Problem to work on:
Please pick out and copy every line of the records below that contains the word "woman". Case counts.

Excerpted data:
********

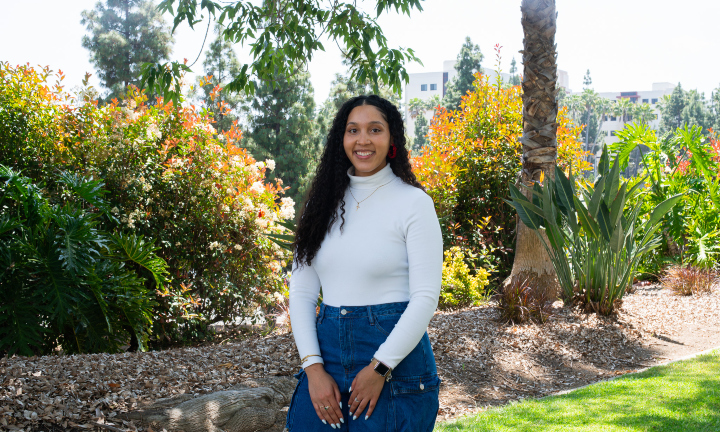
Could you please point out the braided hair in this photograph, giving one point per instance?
(325, 203)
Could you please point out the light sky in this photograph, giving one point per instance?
(626, 44)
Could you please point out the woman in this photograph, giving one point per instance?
(370, 237)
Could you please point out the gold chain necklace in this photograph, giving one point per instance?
(357, 207)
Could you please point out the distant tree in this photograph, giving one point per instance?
(681, 108)
(696, 111)
(421, 131)
(281, 128)
(514, 78)
(643, 113)
(124, 34)
(671, 109)
(587, 80)
(342, 89)
(715, 109)
(469, 61)
(222, 65)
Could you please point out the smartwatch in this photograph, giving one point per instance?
(382, 369)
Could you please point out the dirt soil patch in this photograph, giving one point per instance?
(482, 361)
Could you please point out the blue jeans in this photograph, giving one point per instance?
(349, 336)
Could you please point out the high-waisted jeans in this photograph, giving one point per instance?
(349, 336)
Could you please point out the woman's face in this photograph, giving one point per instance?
(366, 140)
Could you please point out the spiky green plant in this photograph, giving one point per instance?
(595, 241)
(65, 282)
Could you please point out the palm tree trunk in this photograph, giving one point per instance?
(540, 134)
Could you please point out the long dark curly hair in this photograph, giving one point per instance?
(325, 202)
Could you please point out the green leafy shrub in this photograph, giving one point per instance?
(520, 302)
(685, 162)
(459, 287)
(591, 233)
(63, 279)
(689, 280)
(170, 178)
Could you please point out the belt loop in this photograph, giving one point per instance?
(321, 313)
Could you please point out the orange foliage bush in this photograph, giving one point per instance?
(473, 155)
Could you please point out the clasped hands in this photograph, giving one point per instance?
(364, 393)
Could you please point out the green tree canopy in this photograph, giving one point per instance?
(122, 36)
(222, 65)
(469, 61)
(421, 131)
(684, 108)
(284, 33)
(514, 78)
(281, 128)
(342, 89)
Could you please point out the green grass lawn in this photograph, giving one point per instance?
(684, 396)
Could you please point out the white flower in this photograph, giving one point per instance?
(287, 208)
(153, 132)
(257, 187)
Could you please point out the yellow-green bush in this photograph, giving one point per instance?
(459, 287)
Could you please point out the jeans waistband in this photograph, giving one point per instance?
(361, 311)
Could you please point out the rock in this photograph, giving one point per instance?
(253, 405)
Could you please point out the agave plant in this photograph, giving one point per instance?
(64, 281)
(595, 241)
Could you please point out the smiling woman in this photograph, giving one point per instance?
(367, 140)
(380, 269)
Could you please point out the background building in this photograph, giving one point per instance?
(612, 124)
(425, 85)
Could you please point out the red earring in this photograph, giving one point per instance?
(393, 151)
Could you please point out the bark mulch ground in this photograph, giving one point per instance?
(482, 361)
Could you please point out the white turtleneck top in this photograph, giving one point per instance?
(389, 250)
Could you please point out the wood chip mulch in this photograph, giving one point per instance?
(482, 361)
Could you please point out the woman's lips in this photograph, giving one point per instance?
(364, 154)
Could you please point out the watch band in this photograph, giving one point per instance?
(382, 369)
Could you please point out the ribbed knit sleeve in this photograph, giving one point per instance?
(425, 257)
(304, 291)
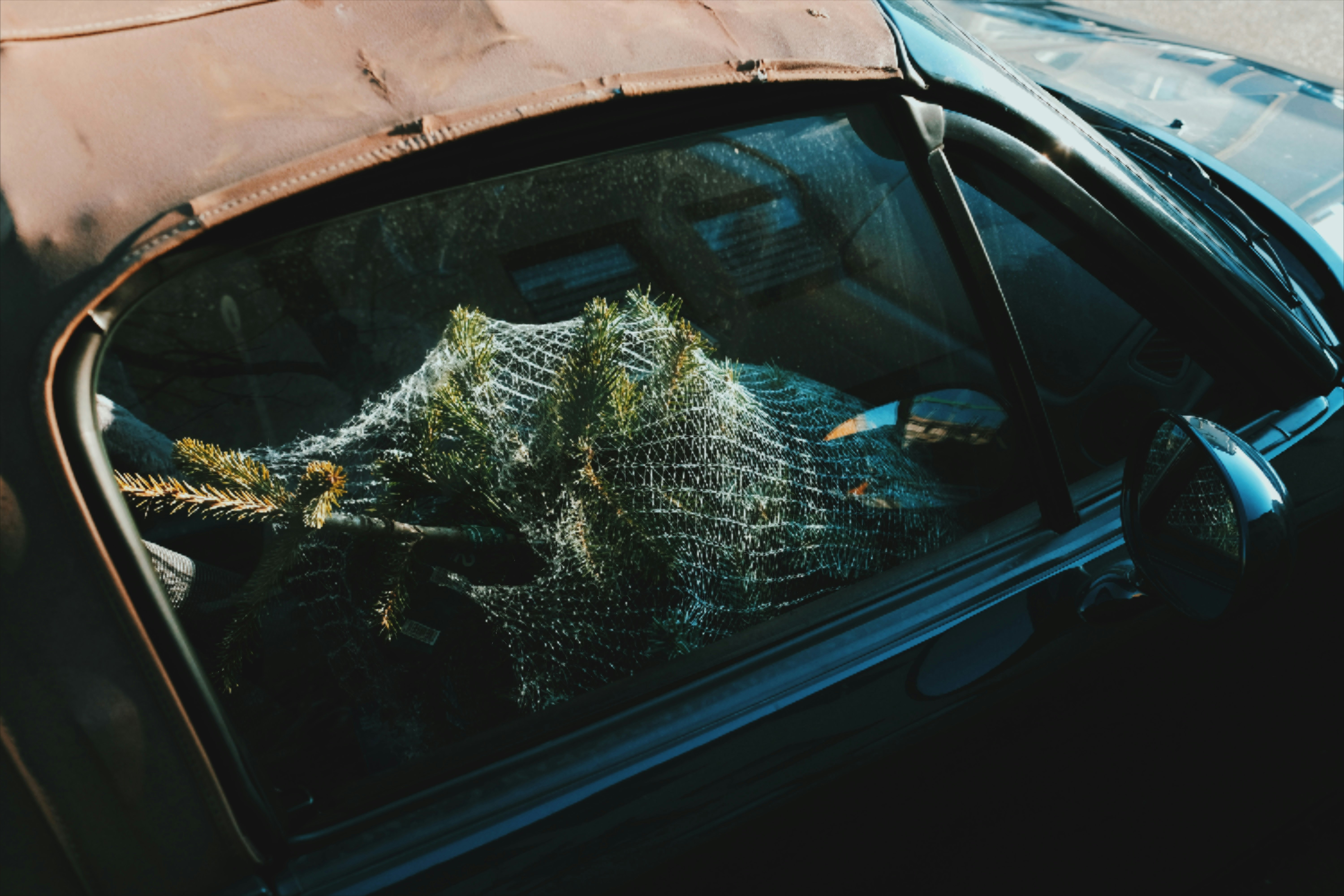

********

Result of the exercise:
Could you please point out the woman in this photograph, giving one point per instance?
Could you please point out the woman's face in this photograph, giving one point per instance?
Could you please point out the smiling woman in this photograph, giving one point per instance?
Could you please point out the woman's lips in this photograph, giving one point per instance?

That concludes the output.